* _Consignes_
a: Répondez à ces questions à partir du texte sur le bouddhisme à Taïwan :
(i) Qui établit le premier temple bouddhiste de Taïwan ?
(ii) En quelle année la dynastie Qing reprit-elle Taïwan ?
(iii) Dans quelle ville se trouve la Montagne de Yueh-mei ?
b: Rédigez la suite du texte sur le bouddhisme à Taïwan, en commençant juste après sa dernière ligne.

━━━━━ Extrait ━━━━━

Le bouddhisme est apparu à Taïwan pendant la dynastie Ming, introduit par des colons venus des provinces de Fukien et de Kwangtung. Il fut découragé au profit du protestantisme par les colonisateurs venus de Hollande qui contrôlèrent Taïwan de 1624 à 1663, jusqu'à ce que Cheng Cheng-Kung, dit Koxinga, chassa les Hollandais de Taïwan en 1663. Son fils Cheng Ching établit le premier temple bouddhiste de Taïwan.

Quand la dynastie Qing reprit Taïwan au fils de Cheng Ching, Ching Ning, en 1683, de nombreux moines bouddhistes arrivèrent de Fukien et de Kwangtung pour établir leurs temples à Taïwan, et plusieurs sectes bouddhistes différentes se mirent en place. Le bouddhisme monastique, cependant, ne s'établit pas avant le XIXe siècle.

Pendant l'occupation japonaise (de 1895 à 1945), la plupart des bouddhistes de Taïwan étaient affiliés à l'un des trois principaux temples :

  • au nord (Keelung) : la Montagne de Yueh-mei (月眉山) fondée par maître Shan-hui (善慧)
  • au centre (Miaoli) : le temple de Fa-yun (法雲寺) fondé par maître Chueh-li (覺立)

━━━━━ Données enregistrées ━━━━━

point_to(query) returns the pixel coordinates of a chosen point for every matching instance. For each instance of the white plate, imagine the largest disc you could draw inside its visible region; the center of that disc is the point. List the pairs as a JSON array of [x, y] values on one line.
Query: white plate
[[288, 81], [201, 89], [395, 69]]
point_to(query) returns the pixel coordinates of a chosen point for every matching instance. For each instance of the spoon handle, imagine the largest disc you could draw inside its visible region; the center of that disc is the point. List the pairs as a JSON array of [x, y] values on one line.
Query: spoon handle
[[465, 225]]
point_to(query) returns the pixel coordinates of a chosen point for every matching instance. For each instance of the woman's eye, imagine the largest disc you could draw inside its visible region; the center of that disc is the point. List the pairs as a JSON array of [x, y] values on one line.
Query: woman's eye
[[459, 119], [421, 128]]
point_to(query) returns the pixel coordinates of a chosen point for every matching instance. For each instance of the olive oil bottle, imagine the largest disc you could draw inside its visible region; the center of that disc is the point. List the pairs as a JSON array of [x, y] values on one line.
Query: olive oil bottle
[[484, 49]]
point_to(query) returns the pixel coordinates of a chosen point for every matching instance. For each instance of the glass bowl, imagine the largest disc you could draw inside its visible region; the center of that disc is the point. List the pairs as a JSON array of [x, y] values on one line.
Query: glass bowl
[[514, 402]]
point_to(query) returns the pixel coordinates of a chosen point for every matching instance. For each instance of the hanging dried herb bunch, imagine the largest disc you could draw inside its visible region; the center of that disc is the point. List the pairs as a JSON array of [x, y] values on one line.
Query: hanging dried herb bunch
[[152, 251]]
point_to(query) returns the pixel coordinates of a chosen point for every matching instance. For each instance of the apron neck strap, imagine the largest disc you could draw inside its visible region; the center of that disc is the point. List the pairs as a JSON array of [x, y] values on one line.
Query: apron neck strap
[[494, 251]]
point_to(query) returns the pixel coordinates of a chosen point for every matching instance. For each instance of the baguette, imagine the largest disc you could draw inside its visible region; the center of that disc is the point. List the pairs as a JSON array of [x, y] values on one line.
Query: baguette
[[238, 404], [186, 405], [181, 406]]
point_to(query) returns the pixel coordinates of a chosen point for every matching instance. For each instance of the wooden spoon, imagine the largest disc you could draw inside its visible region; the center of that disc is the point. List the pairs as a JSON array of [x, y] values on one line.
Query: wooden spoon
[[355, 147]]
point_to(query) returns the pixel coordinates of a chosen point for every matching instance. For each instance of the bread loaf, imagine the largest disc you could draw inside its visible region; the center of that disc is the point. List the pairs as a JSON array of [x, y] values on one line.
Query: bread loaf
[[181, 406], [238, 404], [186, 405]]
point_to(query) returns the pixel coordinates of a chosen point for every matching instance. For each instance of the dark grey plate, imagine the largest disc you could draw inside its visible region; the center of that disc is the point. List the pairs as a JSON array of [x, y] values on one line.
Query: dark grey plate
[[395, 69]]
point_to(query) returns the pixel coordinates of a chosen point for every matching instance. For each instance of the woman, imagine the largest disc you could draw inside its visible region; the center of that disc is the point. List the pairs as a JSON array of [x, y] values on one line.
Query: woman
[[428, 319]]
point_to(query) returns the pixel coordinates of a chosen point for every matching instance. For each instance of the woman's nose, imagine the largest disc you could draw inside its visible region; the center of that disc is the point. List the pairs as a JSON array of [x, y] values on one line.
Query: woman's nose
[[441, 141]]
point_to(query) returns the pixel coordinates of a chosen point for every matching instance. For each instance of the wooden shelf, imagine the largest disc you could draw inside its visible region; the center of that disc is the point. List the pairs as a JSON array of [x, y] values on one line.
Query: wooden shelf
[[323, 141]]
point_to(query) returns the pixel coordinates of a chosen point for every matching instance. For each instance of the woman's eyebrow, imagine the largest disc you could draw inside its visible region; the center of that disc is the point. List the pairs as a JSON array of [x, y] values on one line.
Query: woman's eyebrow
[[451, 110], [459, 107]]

━━━━━

* _Réponses finales_
a:
(i) Cheng Ching, fils de Koxinga.
(ii) En 1683.
(iii) À Keelung.

b:
  • au sud (Tainan) : le temple de Kai-yuan (開元寺) également fondé par maître Chueh-li

En tant que colonie du Japon, Taïwan fut influencé par le bouddhisme japonais. Plusieurs temples firent l'objet de pressions pour se déclarer affiliés à des courants bouddhistes japonais, y compris ceux dont le respect du bouddhisme et du taoïsme n'était pas clair. L'emphase sur la religion traditionnelle chinoise était en effet considérée comme une forme de protestation contre le gouvernement japonais. On fit des tentatives d'introduire le mariage chez les prêtres (comme c'était la coutume au Japon). Mais elles restèrent sans effet, et la pratique du végétarisme et du célibat des prêtres devint un autre moyen de protester contre le Japon.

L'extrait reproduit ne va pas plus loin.